**MATERIAL ERSCHLIESSEN:**
**1.** Nennen Sie alle verschiedenen Bescheidarten, die im Auszug unten als zusammengesetzte Wörter auf „-bescheid“ vorkommen.
**2.** Prüfen Sie anhand des Auszugs unten, ob die folgenden Aussagen zutreffen, und belegen Sie jede Entscheidung mit einem wörtlichen Zitat:
(a) Die gesonderte Feststellung kann selbstständig mit dem Einspruch angefochten werden.
(b) Einwendungen gegen den Inhalt des Feststellungsbescheids lassen sich auch durch Anfechtung des Folgebescheids geltend machen.
(c) Richtet sich die Anfechtung eines auf einem anderen Feststellungsbescheid beruhenden Feststellungsbescheids gegen Feststellungen des ersten, ist sie begründet.
**3.** Zitieren Sie aus dem Auszug unten wörtlich den Abschnitt zwischen „Prof. Dr. Gerrit“ und „gerichtet, ist unbegründet.“, beide eingeschlossen.

**VORLIEGENDER AUSZUG:**
⁂

Prof. Dr. Gerrit Frotscher
Rz. 120
Die gesonderte Feststellung ist selbstständig durch den Einspruch anfechtbar. Einwendungen gegen den Inhalt des Feststellungsbescheids können nach § 351 Abs. 2 AO nicht durch Anfechtung des auf dem Feststellungsbescheid (Grundlagenbescheid) beruhenden Folgebescheids, sondern nur durch Anfechtung des Feststellungsbescheids geltend gemacht werden. Ein Rechtsbehelf oder Rechtsmittel gegen einen Folgebescheid, der Sache nach gegen Feststellungen des Grundlagenbescheids gerichtet, ist unbegründet.
Rz. 121
Ebenso ist die Anfechtung eines Feststellungsbescheids, der auf einem anderen Feststellungsbescheid beruht, unbegründet, wenn sich die Anfechtung gegen Feststellungen des ersten Feststellungsbescheids richtet.

⁂

**QUELLENMATERIAL:**
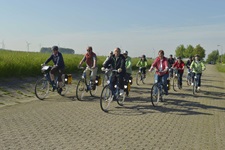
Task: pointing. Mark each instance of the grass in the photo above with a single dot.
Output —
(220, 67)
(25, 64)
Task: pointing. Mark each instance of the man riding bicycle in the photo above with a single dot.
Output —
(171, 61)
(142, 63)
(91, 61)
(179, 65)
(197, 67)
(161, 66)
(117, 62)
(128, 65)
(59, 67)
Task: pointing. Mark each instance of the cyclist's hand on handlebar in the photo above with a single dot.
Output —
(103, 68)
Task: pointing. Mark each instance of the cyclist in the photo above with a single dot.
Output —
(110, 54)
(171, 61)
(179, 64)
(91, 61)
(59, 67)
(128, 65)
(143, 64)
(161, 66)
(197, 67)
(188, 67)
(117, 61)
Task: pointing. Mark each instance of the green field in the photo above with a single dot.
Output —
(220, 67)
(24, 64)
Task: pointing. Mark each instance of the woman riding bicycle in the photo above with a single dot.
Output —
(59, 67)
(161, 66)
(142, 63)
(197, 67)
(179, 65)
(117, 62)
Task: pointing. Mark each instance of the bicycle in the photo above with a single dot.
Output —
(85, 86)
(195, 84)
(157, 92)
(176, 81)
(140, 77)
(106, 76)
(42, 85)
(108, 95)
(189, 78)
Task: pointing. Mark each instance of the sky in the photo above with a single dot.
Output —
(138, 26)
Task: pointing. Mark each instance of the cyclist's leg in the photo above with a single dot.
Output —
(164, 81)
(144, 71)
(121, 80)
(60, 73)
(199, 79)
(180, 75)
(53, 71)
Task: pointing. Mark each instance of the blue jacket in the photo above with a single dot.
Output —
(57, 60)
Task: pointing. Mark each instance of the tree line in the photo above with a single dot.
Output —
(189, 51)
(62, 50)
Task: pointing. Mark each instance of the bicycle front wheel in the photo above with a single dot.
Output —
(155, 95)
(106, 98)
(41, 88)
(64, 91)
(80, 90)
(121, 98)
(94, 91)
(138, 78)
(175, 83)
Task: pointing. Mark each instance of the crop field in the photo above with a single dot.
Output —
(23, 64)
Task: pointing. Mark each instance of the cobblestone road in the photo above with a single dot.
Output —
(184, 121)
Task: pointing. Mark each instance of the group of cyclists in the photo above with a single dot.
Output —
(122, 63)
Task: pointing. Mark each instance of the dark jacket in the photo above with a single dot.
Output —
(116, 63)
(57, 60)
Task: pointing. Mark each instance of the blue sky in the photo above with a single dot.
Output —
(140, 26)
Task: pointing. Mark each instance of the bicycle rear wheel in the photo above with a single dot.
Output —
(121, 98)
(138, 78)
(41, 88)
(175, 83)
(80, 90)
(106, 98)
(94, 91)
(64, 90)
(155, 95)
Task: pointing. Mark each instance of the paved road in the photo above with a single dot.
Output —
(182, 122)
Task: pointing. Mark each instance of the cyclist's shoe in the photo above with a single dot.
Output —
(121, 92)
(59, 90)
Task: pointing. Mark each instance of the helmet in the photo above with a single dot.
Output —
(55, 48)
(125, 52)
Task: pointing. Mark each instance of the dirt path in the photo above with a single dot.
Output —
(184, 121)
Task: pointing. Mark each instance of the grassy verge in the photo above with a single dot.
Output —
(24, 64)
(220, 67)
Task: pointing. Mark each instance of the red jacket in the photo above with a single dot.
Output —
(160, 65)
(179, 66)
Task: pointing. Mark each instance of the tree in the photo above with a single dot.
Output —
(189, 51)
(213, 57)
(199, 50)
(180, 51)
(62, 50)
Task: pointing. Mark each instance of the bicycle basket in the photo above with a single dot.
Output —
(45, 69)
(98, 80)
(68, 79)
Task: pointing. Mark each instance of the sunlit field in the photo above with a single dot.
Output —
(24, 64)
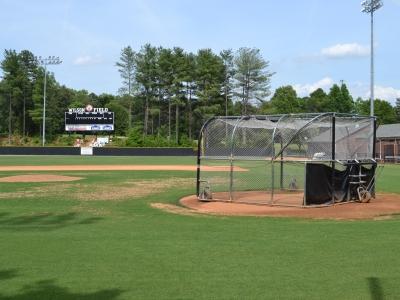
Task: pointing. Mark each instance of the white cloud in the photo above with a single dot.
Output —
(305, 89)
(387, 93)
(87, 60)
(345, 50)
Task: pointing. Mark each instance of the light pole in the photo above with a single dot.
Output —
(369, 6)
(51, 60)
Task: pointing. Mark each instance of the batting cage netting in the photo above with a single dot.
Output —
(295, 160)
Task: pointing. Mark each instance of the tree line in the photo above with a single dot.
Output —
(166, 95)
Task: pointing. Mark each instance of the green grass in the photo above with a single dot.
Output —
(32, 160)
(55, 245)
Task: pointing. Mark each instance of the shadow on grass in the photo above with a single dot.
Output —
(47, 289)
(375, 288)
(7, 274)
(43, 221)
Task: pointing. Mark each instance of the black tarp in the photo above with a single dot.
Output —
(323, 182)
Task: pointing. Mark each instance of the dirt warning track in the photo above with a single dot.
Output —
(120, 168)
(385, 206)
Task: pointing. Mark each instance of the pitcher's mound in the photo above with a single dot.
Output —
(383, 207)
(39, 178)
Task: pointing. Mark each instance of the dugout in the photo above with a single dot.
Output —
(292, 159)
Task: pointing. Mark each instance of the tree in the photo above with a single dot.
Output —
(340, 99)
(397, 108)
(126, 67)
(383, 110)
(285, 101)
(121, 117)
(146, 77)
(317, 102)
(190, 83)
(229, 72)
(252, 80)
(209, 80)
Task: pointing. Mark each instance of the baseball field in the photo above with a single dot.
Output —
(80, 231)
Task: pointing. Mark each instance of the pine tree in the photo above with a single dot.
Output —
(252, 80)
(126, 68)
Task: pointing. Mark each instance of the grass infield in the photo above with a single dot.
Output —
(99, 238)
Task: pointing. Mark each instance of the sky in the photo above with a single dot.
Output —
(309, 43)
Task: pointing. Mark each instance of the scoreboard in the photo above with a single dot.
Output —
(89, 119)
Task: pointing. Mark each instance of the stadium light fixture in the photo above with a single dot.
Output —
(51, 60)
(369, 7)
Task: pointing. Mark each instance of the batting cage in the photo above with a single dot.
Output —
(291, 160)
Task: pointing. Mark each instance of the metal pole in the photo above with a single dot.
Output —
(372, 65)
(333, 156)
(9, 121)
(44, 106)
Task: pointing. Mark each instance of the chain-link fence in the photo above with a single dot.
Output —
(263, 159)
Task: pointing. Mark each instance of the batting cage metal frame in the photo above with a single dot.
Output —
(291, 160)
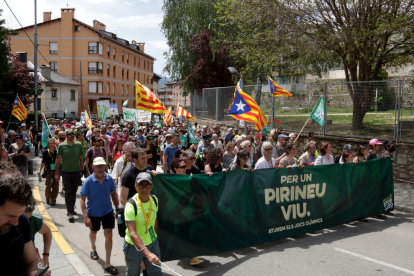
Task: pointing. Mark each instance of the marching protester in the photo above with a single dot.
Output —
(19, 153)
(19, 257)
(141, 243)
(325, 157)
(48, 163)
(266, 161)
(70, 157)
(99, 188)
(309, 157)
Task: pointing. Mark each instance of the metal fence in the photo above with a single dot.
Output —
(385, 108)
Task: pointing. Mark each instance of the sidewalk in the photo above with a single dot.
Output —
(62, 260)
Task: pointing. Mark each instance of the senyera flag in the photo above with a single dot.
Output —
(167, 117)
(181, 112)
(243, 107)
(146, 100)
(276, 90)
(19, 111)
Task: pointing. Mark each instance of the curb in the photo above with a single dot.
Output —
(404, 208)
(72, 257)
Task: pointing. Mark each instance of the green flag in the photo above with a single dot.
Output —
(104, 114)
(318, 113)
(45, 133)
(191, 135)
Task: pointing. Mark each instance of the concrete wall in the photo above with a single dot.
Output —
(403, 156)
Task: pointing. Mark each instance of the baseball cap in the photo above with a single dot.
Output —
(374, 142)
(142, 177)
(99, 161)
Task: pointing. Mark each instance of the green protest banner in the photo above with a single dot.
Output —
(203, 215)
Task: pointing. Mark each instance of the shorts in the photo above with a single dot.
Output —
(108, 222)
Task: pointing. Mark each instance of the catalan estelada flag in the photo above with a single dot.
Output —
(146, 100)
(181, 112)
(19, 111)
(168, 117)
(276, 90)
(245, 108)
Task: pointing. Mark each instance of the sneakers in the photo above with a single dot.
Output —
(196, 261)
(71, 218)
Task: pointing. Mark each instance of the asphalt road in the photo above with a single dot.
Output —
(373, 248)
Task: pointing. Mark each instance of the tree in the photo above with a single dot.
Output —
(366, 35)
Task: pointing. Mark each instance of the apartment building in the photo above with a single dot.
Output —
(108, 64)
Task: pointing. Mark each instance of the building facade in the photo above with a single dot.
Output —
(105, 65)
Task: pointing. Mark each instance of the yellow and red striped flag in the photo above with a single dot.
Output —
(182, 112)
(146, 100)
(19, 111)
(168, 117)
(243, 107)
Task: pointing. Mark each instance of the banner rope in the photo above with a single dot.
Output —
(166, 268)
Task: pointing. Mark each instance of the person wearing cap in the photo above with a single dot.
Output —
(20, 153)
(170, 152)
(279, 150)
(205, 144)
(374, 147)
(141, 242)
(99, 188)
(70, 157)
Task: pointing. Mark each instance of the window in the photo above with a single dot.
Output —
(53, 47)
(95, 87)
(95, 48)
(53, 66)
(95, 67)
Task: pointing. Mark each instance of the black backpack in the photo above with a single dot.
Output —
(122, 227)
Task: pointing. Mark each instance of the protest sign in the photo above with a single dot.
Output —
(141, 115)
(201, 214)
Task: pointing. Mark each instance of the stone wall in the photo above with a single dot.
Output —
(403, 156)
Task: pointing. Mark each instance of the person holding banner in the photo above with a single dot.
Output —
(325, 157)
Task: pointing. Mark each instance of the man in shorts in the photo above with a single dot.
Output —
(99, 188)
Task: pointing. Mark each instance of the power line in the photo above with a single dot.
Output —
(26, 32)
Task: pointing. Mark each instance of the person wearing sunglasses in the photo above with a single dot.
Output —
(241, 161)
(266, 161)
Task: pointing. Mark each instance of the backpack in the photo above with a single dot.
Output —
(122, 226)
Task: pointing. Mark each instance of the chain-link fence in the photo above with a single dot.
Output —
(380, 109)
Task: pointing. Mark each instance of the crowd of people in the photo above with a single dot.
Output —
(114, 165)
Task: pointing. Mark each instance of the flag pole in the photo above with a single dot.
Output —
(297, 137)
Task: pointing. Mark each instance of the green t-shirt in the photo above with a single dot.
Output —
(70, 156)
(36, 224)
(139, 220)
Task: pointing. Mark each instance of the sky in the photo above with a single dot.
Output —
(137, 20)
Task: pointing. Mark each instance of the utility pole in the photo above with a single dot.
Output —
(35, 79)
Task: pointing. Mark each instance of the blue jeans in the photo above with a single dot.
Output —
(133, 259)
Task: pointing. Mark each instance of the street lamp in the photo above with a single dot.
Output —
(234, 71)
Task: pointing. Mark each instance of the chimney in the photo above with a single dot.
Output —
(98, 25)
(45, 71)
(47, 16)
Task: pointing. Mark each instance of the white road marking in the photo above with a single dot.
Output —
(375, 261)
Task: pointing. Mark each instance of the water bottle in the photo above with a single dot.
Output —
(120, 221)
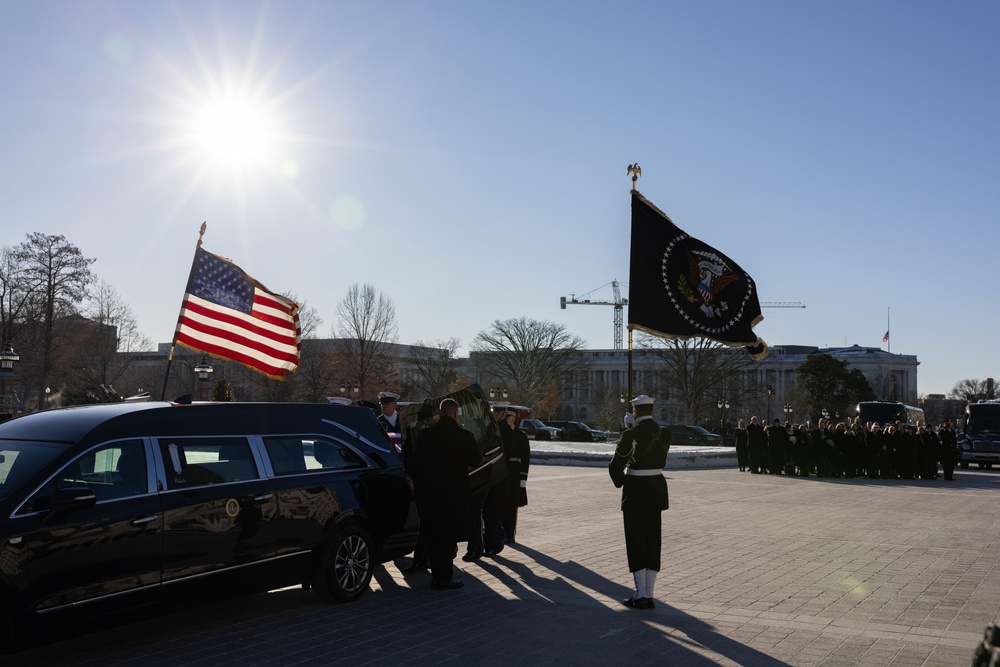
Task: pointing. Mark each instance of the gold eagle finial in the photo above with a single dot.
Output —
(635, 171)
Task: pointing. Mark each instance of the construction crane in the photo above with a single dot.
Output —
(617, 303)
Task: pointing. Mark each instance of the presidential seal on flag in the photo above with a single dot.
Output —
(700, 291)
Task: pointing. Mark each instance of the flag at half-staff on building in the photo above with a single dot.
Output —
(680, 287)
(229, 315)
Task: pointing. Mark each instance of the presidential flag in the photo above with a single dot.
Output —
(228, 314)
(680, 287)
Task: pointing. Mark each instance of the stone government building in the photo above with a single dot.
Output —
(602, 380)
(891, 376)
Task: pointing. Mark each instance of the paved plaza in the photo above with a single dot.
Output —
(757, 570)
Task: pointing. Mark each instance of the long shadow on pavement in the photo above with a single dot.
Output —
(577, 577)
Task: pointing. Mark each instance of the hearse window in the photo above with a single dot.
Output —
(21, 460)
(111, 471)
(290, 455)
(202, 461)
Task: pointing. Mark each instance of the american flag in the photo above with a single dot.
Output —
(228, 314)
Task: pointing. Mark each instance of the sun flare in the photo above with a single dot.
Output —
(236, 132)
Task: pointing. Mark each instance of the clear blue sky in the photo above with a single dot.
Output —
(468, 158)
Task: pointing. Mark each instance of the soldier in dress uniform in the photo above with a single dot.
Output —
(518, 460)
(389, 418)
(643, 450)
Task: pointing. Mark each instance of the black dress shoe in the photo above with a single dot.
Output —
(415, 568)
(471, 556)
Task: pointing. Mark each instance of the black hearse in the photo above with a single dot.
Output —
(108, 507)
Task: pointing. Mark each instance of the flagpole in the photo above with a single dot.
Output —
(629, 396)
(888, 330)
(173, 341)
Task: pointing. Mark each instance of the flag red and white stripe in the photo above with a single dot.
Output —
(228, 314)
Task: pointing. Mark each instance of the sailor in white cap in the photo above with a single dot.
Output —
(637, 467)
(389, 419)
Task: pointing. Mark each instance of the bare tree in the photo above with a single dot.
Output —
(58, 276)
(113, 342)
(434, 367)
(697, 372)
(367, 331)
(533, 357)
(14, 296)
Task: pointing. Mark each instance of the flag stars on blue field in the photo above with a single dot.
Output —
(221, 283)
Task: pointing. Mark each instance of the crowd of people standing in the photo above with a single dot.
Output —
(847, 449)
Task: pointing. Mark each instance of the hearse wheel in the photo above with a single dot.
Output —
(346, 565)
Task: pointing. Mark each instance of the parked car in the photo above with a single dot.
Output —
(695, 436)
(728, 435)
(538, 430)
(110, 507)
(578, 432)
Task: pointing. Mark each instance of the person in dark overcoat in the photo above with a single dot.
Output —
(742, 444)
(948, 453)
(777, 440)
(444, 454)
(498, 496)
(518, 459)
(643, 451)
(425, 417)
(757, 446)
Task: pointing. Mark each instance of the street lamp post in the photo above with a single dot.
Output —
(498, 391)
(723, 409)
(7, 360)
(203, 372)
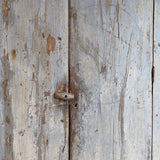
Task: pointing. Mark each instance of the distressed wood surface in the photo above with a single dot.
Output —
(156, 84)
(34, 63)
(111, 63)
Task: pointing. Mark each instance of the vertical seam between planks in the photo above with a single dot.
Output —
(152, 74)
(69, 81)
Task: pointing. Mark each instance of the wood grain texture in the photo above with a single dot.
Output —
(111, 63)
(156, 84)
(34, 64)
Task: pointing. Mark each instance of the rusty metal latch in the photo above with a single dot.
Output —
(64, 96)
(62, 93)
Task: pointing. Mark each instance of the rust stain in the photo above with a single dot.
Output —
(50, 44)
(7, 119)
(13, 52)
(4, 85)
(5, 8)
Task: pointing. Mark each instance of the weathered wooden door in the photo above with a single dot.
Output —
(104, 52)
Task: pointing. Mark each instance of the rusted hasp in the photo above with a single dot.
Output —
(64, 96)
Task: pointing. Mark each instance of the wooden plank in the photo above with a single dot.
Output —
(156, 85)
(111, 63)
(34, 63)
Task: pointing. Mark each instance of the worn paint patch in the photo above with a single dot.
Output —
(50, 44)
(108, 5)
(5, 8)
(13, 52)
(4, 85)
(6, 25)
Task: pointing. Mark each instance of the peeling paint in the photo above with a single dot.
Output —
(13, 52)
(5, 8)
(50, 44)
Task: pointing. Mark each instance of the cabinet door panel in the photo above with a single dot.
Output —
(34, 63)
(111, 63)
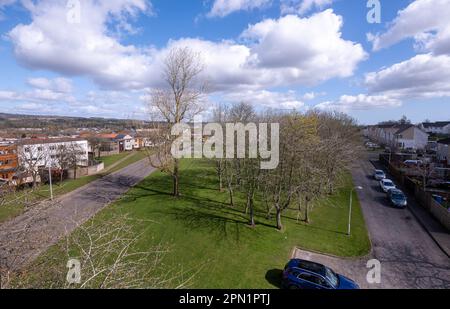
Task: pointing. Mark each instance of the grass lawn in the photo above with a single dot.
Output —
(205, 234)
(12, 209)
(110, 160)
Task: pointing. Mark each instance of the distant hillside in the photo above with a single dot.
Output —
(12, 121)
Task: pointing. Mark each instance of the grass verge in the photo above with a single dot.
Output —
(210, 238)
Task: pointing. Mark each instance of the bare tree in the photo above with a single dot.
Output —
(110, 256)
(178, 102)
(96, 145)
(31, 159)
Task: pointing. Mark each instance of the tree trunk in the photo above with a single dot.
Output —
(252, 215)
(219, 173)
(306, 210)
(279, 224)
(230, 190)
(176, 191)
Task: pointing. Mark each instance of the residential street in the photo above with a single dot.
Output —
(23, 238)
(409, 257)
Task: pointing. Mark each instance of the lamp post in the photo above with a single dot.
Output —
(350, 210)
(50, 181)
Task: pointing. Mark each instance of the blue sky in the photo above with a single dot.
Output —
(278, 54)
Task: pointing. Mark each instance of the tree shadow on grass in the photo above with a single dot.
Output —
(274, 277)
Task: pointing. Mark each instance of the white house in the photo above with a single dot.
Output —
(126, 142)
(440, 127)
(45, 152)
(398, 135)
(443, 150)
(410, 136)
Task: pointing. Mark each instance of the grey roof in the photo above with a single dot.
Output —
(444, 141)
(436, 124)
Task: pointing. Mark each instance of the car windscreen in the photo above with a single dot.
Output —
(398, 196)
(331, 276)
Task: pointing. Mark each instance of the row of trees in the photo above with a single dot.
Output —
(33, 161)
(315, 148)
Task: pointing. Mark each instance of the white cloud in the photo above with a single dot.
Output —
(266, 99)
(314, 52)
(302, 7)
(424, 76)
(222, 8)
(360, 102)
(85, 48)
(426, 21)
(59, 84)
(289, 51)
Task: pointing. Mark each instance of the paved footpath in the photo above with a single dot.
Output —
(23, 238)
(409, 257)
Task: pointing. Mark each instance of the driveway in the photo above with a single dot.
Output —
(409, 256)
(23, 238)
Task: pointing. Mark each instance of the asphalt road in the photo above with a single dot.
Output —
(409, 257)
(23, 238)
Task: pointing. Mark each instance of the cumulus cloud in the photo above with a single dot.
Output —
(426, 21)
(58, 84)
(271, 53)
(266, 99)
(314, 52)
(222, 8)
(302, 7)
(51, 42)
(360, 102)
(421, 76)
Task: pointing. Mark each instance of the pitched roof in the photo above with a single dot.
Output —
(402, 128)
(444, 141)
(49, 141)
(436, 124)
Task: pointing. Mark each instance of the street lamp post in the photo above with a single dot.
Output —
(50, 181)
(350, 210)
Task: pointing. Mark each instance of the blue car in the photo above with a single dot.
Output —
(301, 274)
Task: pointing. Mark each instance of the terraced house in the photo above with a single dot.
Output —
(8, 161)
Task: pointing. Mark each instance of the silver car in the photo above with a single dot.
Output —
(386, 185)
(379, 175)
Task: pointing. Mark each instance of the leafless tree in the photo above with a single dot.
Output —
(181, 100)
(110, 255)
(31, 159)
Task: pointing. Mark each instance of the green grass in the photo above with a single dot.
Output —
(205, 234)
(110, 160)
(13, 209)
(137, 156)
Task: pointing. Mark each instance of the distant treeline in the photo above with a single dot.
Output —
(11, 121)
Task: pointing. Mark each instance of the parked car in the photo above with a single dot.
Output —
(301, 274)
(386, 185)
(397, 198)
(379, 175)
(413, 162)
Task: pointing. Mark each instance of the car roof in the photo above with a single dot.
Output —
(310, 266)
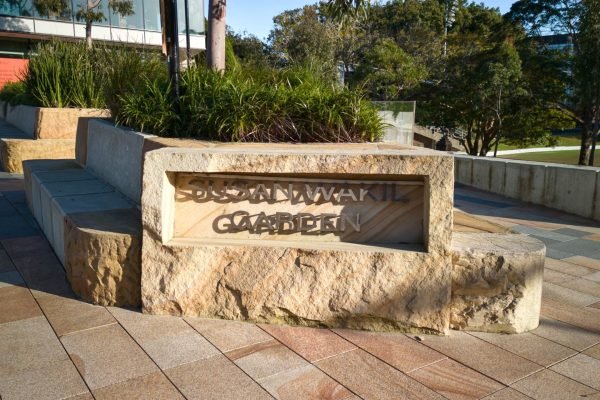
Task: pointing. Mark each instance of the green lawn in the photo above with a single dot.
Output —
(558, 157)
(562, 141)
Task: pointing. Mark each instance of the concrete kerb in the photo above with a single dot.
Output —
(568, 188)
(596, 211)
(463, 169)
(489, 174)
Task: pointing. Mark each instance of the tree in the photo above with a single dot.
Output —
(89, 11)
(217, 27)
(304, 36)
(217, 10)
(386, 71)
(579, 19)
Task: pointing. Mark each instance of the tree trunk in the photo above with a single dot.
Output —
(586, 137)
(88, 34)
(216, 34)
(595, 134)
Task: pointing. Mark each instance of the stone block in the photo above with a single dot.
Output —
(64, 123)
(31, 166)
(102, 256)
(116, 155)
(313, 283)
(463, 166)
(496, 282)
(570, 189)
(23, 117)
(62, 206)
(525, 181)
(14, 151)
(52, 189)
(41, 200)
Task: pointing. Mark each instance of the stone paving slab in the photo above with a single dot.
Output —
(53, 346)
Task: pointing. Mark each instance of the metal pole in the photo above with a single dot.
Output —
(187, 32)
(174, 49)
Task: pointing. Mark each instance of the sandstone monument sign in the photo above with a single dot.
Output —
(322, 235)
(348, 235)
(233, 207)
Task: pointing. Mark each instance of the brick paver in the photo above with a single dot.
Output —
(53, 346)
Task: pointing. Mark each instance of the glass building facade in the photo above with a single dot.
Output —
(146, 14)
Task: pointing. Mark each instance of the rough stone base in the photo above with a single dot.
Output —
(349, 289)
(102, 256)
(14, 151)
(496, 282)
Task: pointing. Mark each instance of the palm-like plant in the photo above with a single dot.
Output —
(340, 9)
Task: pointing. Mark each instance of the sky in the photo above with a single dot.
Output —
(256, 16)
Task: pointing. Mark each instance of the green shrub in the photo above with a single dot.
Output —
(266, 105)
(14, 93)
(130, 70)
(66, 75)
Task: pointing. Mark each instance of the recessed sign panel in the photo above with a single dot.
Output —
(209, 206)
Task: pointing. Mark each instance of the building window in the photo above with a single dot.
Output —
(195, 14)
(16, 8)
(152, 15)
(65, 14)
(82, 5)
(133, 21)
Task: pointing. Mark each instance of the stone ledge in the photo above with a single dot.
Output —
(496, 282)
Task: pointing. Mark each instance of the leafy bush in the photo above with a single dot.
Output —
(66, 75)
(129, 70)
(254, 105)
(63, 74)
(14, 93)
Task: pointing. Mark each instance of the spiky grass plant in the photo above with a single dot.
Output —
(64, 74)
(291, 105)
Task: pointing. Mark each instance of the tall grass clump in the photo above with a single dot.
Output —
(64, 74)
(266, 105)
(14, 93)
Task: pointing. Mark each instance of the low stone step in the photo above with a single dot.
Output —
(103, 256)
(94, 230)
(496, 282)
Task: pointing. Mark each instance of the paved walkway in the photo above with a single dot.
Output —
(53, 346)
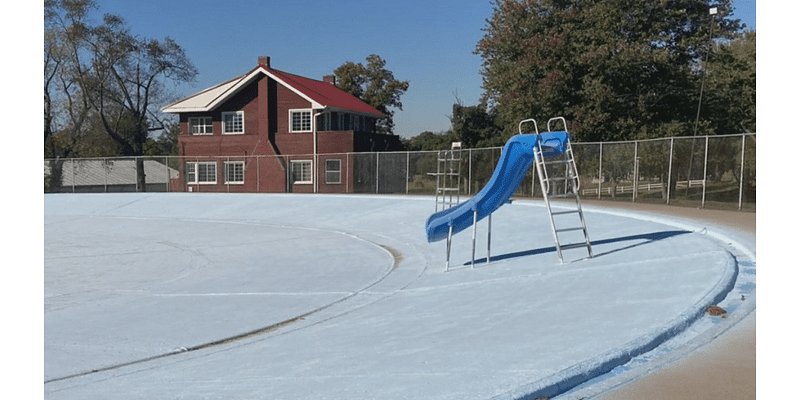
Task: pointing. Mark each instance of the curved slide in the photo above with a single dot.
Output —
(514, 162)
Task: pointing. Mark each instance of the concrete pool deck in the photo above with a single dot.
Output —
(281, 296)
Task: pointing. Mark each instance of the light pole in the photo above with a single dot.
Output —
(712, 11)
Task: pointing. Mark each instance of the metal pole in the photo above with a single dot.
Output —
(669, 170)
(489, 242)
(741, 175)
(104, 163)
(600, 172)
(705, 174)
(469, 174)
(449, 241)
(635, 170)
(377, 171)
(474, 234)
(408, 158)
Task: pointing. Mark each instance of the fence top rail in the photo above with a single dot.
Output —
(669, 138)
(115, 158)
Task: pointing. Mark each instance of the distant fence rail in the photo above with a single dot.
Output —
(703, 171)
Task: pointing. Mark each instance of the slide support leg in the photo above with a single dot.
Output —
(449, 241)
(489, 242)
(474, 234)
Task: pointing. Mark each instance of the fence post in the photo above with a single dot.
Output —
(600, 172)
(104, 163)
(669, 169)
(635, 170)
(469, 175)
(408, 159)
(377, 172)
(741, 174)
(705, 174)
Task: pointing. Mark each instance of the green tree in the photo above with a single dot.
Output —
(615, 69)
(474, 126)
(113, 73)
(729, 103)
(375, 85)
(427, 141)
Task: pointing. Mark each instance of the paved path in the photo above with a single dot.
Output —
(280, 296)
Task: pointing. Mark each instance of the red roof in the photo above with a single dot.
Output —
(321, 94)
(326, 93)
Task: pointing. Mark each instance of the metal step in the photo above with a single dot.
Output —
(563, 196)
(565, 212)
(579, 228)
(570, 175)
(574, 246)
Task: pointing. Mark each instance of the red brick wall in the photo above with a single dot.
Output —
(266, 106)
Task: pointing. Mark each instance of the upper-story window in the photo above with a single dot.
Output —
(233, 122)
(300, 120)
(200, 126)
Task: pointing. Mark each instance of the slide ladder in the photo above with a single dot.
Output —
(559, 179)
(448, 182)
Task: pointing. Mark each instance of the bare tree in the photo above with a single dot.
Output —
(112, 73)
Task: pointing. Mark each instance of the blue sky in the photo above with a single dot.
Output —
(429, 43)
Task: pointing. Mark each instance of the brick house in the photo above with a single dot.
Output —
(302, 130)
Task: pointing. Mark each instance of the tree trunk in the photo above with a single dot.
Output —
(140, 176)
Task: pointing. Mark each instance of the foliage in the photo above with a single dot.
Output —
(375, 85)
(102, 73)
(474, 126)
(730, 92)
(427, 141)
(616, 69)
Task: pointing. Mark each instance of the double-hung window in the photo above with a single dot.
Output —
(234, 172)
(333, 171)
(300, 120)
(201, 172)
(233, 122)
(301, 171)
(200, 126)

⁂

**LÖSUNGEN:**
**1.** Feststellungsbescheid, Grundlagenbescheid, Folgebescheid

**2.**
(a) Ja: „Die gesonderte Feststellung ist selbstständig durch den Einspruch anfechtbar.“
(b) Nein: „nicht durch Anfechtung des auf dem Feststellungsbescheid (Grundlagenbescheid) beruhenden Folgebescheids, sondern nur durch Anfechtung des Feststellungsbescheids geltend gemacht werden“
(c) Nein: „unbegründet, wenn sich die Anfechtung gegen Feststellungen des ersten Feststellungsbescheids richtet“

**3.**
Prof. Dr. Gerrit Frotscher
Rz. 120
Die gesonderte Feststellung ist selbstständig durch den Einspruch anfechtbar. Einwendungen gegen den Inhalt des Feststellungsbescheids können nach § 351 Abs. 2 AO nicht durch Anfechtung des auf dem Feststellungsbescheid (Grundlagenbescheid) beruhenden Folgebescheids, sondern nur durch Anfechtung des Feststellungsbescheids geltend gemacht werden. Ein Rechtsbehelf oder Rechtsmittel gegen einen Folgebescheid, der Sache nach gegen Feststellungen des Grundlagenbescheids gerichtet, ist unbegründet.